◆ **DIRECTIONS FOR THIS TASK**
Render every line of the material below as a Markdown table with the columns "Row" and "Line", numbering the rows and omitting blank lines.

◆ **INPUT ROWS**

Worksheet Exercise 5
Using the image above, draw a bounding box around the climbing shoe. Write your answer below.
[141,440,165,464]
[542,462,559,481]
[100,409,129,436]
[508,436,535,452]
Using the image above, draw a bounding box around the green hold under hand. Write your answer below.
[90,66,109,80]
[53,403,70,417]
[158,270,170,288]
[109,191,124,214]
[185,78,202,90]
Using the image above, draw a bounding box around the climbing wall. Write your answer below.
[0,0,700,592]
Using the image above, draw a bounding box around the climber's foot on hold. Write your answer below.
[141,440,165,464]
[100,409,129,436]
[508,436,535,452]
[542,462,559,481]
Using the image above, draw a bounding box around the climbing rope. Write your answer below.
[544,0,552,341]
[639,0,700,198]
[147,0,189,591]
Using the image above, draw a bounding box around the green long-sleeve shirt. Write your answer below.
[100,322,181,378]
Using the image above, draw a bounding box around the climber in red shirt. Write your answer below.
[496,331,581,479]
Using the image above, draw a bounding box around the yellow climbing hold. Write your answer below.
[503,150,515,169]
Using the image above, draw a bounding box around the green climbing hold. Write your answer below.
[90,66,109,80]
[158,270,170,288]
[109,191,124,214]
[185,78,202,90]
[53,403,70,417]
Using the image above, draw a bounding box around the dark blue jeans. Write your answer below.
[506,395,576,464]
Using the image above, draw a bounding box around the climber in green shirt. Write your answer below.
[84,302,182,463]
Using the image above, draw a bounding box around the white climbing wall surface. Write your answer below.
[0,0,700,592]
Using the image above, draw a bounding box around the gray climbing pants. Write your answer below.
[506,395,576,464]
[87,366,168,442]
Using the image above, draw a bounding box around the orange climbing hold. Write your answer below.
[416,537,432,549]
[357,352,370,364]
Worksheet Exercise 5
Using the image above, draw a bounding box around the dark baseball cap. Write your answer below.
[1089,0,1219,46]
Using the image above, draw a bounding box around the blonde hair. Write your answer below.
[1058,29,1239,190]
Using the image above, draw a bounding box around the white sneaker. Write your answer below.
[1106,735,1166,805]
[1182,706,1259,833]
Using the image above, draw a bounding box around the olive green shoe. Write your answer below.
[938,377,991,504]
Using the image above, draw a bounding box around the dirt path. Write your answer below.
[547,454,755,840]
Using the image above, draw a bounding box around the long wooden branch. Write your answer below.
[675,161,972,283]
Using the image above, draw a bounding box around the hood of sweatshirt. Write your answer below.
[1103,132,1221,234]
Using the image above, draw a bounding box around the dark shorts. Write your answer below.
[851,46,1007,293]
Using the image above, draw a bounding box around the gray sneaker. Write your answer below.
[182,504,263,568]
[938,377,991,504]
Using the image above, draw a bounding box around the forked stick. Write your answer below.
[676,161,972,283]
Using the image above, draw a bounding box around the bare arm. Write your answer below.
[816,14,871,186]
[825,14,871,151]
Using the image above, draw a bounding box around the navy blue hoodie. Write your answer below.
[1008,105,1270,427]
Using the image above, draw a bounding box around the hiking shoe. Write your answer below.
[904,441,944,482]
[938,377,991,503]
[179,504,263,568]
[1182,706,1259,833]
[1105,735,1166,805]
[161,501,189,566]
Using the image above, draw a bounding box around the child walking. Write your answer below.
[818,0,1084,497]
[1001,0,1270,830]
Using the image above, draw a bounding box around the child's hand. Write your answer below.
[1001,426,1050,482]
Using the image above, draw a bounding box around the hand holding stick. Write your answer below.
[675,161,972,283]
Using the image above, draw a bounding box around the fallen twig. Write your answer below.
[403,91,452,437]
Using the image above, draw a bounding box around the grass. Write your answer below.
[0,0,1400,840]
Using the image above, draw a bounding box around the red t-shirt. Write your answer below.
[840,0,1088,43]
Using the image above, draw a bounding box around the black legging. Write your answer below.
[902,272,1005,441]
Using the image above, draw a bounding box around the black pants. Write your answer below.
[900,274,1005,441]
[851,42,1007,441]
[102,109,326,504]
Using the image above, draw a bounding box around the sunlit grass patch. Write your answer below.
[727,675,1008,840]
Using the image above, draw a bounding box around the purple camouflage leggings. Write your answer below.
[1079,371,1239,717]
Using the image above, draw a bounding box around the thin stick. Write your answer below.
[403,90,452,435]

◆ **RESPONSE FOR THIS EXERCISE**
| Row | Line |
|---|---|
| 1 | Worksheet Exercise 5 |
| 2 | Using the image above, draw a bounding box around the climbing shoe. Write your answer below. |
| 3 | [141,440,165,464] |
| 4 | [542,462,559,481] |
| 5 | [100,409,129,436] |
| 6 | [508,436,535,452] |
| 7 | Using the image above, draw a bounding box around the green hold under hand. Write your answer below. |
| 8 | [90,66,109,80] |
| 9 | [53,403,70,417] |
| 10 | [158,270,170,288] |
| 11 | [109,191,124,214] |
| 12 | [185,78,202,90] |
| 13 | Using the image above, draw a bounding box around the climbing wall. Write your answer below. |
| 14 | [0,0,700,592] |
| 15 | Using the image above, draw a bounding box around the climber's foot on hold. Write your answer below. |
| 16 | [141,440,165,464] |
| 17 | [100,409,129,436] |
| 18 | [508,436,535,452] |
| 19 | [542,462,559,481] |
| 20 | Using the image above, draw a bounding box around the climbing rope. Write your answer below. |
| 21 | [544,0,552,341] |
| 22 | [639,0,700,198] |
| 23 | [147,0,189,591] |
| 24 | Using the image above, draw a bounding box around the green long-sleeve shirt. Write your answer below. |
| 25 | [100,322,181,378] |
| 26 | Using the image above, draw a bounding box around the climber in red shirt. Write your answer below. |
| 27 | [496,331,581,479] |
| 28 | Using the image above, draw a bounding box around the yellow climbing hold. Write your answer below. |
| 29 | [503,150,515,169] |
| 30 | Using the image above, draw a bounding box around the green climbing hold. Write your answer below. |
| 31 | [90,66,109,80] |
| 32 | [158,270,170,288] |
| 33 | [109,191,124,214] |
| 34 | [185,78,202,90] |
| 35 | [53,403,70,417] |
| 36 | Using the image above, draw a bounding box around the dark blue jeans. Write your answer below. |
| 37 | [506,395,576,464] |
| 38 | Using the image above, draw a bounding box around the climber in green shirt. Write your answer below. |
| 39 | [84,302,182,463] |
| 40 | Using the image above, draw a bounding box around the white climbing wall surface. Write your answer below. |
| 41 | [0,0,700,592] |
| 42 | Using the image above, draw a bounding box around the gray climbing pants. Write your answer below. |
| 43 | [506,395,576,464] |
| 44 | [87,366,168,442] |
| 45 | Using the image above, draw a bounding box around the orange climbing hold. Write your answer below. |
| 46 | [416,537,432,549] |
| 47 | [357,352,370,364] |
| 48 | Worksheet Exercise 5 |
| 49 | Using the image above, draw a bounding box around the dark baseball cap. Write your answer below. |
| 50 | [1089,0,1219,46] |
| 51 | Using the image above, draw a bounding box around the blonde hair. Write your answer below. |
| 52 | [1058,29,1239,190] |
| 53 | Using the image above, draw a bounding box around the white sneaker. Write your answer below. |
| 54 | [1106,735,1166,805] |
| 55 | [1182,706,1259,833] |
| 56 | Using the image above, draw a bounding box around the olive green shoe. Write your answer below. |
| 57 | [938,377,991,504] |
| 58 | Using the image above, draw a bounding box around the dirt path. Write your answer below. |
| 59 | [547,454,755,840] |
| 60 | Using the image above, draw a bounding box around the long wooden branch. Write your answer below. |
| 61 | [675,161,972,283] |
| 62 | Using the image above, draw a bounding box around the hood of sweatshirt. Write your answer below. |
| 63 | [1103,132,1221,234] |
| 64 | Using the image above, draw a bounding box around the dark shorts. Write your answer below. |
| 65 | [851,46,1007,293] |
| 66 | Using the image above, draw a bounding box around the gray sneaker. Write your answer below. |
| 67 | [182,504,263,568] |
| 68 | [938,377,991,504] |
| 69 | Using the image above, draw a bounding box around the forked stick. Write your answer below. |
| 70 | [676,161,972,283] |
| 71 | Using the image above, draw a bounding box around the bare arm. Write your answer below. |
| 72 | [816,14,871,186] |
| 73 | [825,14,871,151] |
| 74 | Using the image above, draw a bounding box around the navy blue hoodie. Write your answer below. |
| 75 | [1008,105,1270,427] |
| 76 | Using the image above, draw a bounding box around the hiking shoe. Write your answer below. |
| 77 | [904,441,944,482] |
| 78 | [938,377,991,503] |
| 79 | [179,504,263,568] |
| 80 | [1182,706,1259,833] |
| 81 | [1105,735,1166,805] |
| 82 | [161,501,189,566] |
| 83 | Using the image above, draw a bounding box around the child walking. Write your answer below. |
| 84 | [818,0,1084,497] |
| 85 | [1001,0,1270,830] |
| 86 | Using the image above, draw a bounding box around the child's hand. Write your answer below. |
| 87 | [1001,426,1050,482] |
| 88 | Using the image above, draw a bounding box around the hand holding stick. Write your answer below. |
| 89 | [675,161,972,283] |
| 90 | Using the image above, draw a bounding box around the fallen twig. Write your answer below. |
| 91 | [403,91,452,437] |
| 92 | Using the image above, draw a bounding box around the grass. Write your answer below. |
| 93 | [0,0,1400,840] |
| 94 | Using the image above, draw a bounding box around the red t-shirt. Write your answer below. |
| 95 | [840,0,1088,43] |
| 96 | Using the image above, draw a bounding box around the black legging. Write your answer below. |
| 97 | [902,272,1005,441] |
| 98 | Using the image above, draw a bounding box around the black pants. Write your answer below. |
| 99 | [900,274,1005,441] |
| 100 | [851,42,1007,441] |
| 101 | [102,109,326,504] |
| 102 | Using the image above, draw a bounding box around the sunlit grass patch. Write your answer below. |
| 103 | [727,675,1008,840] |
| 104 | Using the image above, draw a bounding box around the purple camouflage leggings. Write your answer below. |
| 105 | [1079,371,1239,717] |
| 106 | Using the image above, draw a bounding box around the thin stick. Write your answer below. |
| 107 | [403,90,452,435] |